Dataset excerpts
──────

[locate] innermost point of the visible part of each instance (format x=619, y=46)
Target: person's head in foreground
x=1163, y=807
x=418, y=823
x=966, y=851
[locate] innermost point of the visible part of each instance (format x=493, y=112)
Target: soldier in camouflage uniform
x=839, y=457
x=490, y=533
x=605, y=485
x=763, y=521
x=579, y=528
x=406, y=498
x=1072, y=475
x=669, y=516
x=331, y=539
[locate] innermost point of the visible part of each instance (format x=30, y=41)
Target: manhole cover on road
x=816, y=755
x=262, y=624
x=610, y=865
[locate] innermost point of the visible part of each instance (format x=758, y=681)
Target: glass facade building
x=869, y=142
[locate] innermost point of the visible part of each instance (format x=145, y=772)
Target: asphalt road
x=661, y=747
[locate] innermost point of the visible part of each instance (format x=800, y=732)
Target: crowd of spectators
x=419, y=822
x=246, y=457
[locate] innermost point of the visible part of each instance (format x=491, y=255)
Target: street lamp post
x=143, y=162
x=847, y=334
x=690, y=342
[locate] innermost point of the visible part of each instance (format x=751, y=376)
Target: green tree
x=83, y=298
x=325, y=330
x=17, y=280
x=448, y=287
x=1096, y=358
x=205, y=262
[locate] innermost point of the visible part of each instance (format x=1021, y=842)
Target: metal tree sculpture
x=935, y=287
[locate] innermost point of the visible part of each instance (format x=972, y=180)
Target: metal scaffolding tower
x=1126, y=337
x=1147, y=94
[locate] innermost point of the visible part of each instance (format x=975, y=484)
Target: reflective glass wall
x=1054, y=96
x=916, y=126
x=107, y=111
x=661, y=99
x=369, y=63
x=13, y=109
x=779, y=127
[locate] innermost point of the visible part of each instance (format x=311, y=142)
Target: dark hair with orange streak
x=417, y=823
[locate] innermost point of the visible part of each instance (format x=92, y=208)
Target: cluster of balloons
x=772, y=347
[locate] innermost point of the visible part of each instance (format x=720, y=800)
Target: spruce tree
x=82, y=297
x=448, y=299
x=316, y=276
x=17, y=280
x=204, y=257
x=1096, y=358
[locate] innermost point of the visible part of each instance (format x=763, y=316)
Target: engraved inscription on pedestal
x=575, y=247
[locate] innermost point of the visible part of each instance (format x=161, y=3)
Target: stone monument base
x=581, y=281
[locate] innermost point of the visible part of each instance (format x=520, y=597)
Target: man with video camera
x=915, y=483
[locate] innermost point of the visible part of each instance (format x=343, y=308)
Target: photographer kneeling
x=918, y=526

──────

### YOUR INSTRUCTIONS
Down to the final line, the data above must be copied exactly.

### ANSWER BOX
[locate] innermost point of the visible part of each instance (format x=619, y=46)
Target: person's head in foreground
x=1163, y=807
x=418, y=823
x=966, y=851
[locate] innermost point of the visible part of each instance (format x=493, y=112)
Target: soldier in camouflage uniform
x=839, y=457
x=490, y=533
x=605, y=485
x=763, y=521
x=579, y=528
x=406, y=498
x=1072, y=475
x=669, y=516
x=331, y=539
[locate] innermost point of the visible part of each instance (format x=30, y=41)
Target: manhole cover on road
x=816, y=755
x=262, y=624
x=610, y=865
[locate] innermost point of the visible part of each instance (format x=758, y=681)
Target: glass facade building
x=869, y=142
[locate] innermost point of the visible part of each instance (format x=145, y=772)
Target: asphalt road
x=661, y=747
[locate] innermost point of the visible part of each instance (format x=800, y=732)
Target: crowd of spectators
x=419, y=822
x=246, y=457
[locate] innermost point of the visible part of each instance (format x=491, y=255)
Target: street lamp post
x=143, y=162
x=847, y=334
x=690, y=342
[locate] innermost point of the visible part of each instance (format x=751, y=376)
Target: green tree
x=83, y=298
x=325, y=330
x=17, y=280
x=448, y=287
x=1096, y=358
x=205, y=262
[locate] innermost point of the visible part of each instance (format x=1021, y=842)
Target: metal tree sculpture
x=935, y=287
[locate] innermost point of the visible part of each instance (format x=972, y=180)
Target: metal scaffolding tower
x=1126, y=337
x=1147, y=94
[locate] innermost point of the visible part of each instance (format x=975, y=484)
Target: reflective glass wall
x=1054, y=96
x=916, y=126
x=107, y=111
x=661, y=99
x=369, y=63
x=13, y=109
x=779, y=127
[locate] innermost point of the visible part of each instance (format x=311, y=142)
Target: dark hair with orange streak
x=417, y=823
[locate] innermost point of the visible part of each instance (format x=92, y=208)
Target: cluster of balloons
x=772, y=347
[locate] innermost point of the visible part of each instance (format x=720, y=800)
Target: spruce tree
x=82, y=297
x=448, y=299
x=316, y=276
x=17, y=280
x=204, y=257
x=1096, y=358
[locate] innermost point of the visible part of each instance (format x=763, y=316)
Target: engraved inscription on pedestal
x=575, y=247
[locate] innermost point of the visible part of each instance (format x=161, y=3)
Target: stone monument base
x=581, y=281
[locate] innermost point of the visible part of each instance (format x=520, y=597)
Target: man with video camera
x=915, y=483
[locate] innermost point of the visible part of each instance (format x=343, y=308)
Target: photographer kneeling
x=918, y=526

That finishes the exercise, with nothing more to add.